* **EXERCISE DIRECTIONS**: Output the records again verbatim.

Referring expression grounding data:
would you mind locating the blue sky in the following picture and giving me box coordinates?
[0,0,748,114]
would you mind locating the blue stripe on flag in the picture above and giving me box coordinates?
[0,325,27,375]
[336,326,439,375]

* **EXERCISE RESPONSE**:
would you mind locating the blue sky in the following picture and giving me box coordinates?
[0,0,748,114]
would you mind locating the blue stripe on flag in the picture above and giving me box coordinates?
[0,325,27,375]
[336,326,439,375]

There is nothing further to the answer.